Given exercise 1:
In the entries below, find every line that contains the string "pole", paying attention to case, and copy each of those lines.

Document section:
────────────────

UNITED STATES
SECURITIES AND EXCHANGE COMMISSION
Washington, D.C. 20549
FORM 8-K
CURRENT REPORT
Pursuant to Section 13 or 15(d) of The Securities Exchange Act of 1934
Date of Report (Date of earliest event reported): December 4, 2006
ICT GROUP, INC.
(Exact Name of Registrant as Specified in its Charter)
Pennsylvania | 0-20807 | 23-2458937 | ||
(State or Other Jurisdiction of Incorporation) | (Commission File Number) | (I.R.S. Employer Identification No.) |
100 Brandywine Boulevard Newtown, Pennsylvania | 18940 | |
(Address of Principal Executive Offices) | (Zip Code) |
Registrant’s telephone number, including area code: (267) 685-5000
(Former name or former address, if changed since last report)
Check the appropriate box below if the Form 8-K filing is intended to simultaneously satisfy the filing obligation of the registrant under any of the following provisions (see General Instruction A.2. below):
¨ | Written communications pursuant to Rule 425 under the Section Act (17 CFR 230.425). |
¨ | Soliciting material pursuant to Rule 14a-12 under the Exchange Act (17 CFR 240.14a-12). |
¨ | Pre-commencement communications pursuant to Rule 14d-2(b) under the Exchange Act (17 CFR 240-14d-2(b)). |
¨ | Pre-commencement communications pursuant to Rule 13e-4(c) under the Exchange Act (17 CFR 240-13e-4(c)). |
Item 7.01. Regulation FD Disclosure.
On December 1, 2006, ICT Group, Inc. (the “Company”) issued a press release announcing that it had acquired Proyectar Connect S.A. (“Proyectar”), an Argentina-based customer management services company with headquarters in Buenos Aires. A copy of the press release is furnished herewith as Exhibit 99 and incorporated herein by reference.
The Company anticipates that Proyectar will generate approximately US $10,000,000 in revenue for calendar 2007 and will generate net income that will be modestly accretive to the Company’s earnings per share for 2007. The Company anticipates that Proyectar will contribute less than $1,000,000 in revenue to the Company’s fourth quarter of 2006 and that anticipated costs and expenses associated with the transaction may result in a slight dilution of the Company’s earnings per share for the fourth quarter of 2006.
The statements concerning anticipated revenues, earnings, costs and expenses associated with the Proyectar transaction set forth above are forward-looking statements that involve assumptions and are subject to substantial risks and uncertainties. These forward-looking statements speak only as of the date the statement is made and the Company assumes no obligation to update any such forward-looking statements. For such statements, the Company claims the protection of the safe harbor for forward-looking statements contained in the Private Securities Litigation Reform Act of 1995. Actual events or results of operations and the financial condition of the Company may differ materially from those discussed in the forward-looking statements as a result of various factors, including without limitation, those discussed in ICT GROUP’s annual report on Form 10-K for the year ended December 31, 2005, and other documents, such as reports on Form 8-K and reports on Form 10-Q filed by ICT GROUP with the Securities and Exchange Commission. Although ICT GROUP believes that the expectations reflected in such forward-looking statements are reasonable, there can be no assurance that such expectations will prove to be correct and the Company undertakes no obligation to update such expectations.

────────────────

Dataset excerpt:
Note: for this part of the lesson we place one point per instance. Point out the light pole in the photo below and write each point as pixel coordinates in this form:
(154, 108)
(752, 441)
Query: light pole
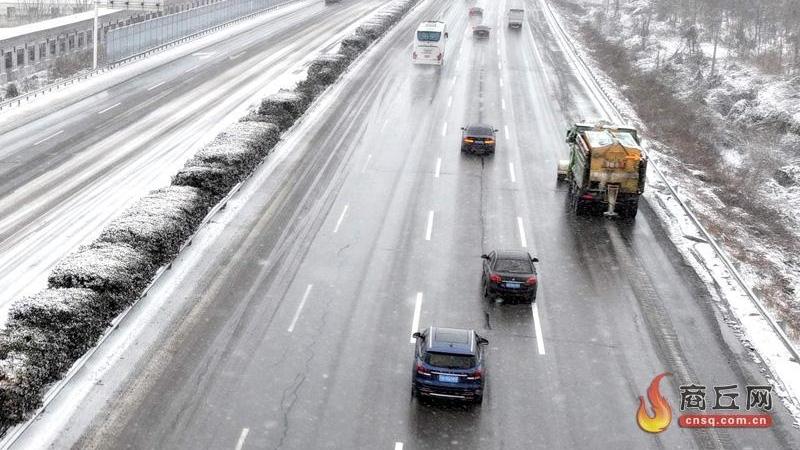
(94, 38)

────────────────

Given exercise 2:
Please continue the ICT Group filing on the Proyectar acquisition from the point where it stops.

Right answer 1:
Note: for this part of the lesson we place one point per instance. Point out the light pole in the photo below and write each point as pixel coordinates in this form:
Query: light pole

Right answer 2:
Important factors that could cause actual results to differ materially from the Company’s expectations, or that could materially and adversely affect the Company’s financial condition, may include, but are not limited to, the following, many of which are outside the Company’s control: the Company’s ability to integrate the Proyectar business in a timely and cost – effective manner; customer demand for the products or services of the Company’s clients; the client’s budgets and plans and other conditions affecting the client’s industry; interest and foreign currency exchange rates (including the effectiveness of strategies to manage fluctuations in these rates); a client invoking cancellation or similar provisions of the client contract, demand for labor and the resulting impact on labor rates paid by the Company; unanticipated labor difficulties; unanticipated contract or technical difficulties; industry and government regulation affecting the Company or its clients; reliance on telecommunications and computer technology; general and local economic conditions; and competitive pressures in the Company’s industry.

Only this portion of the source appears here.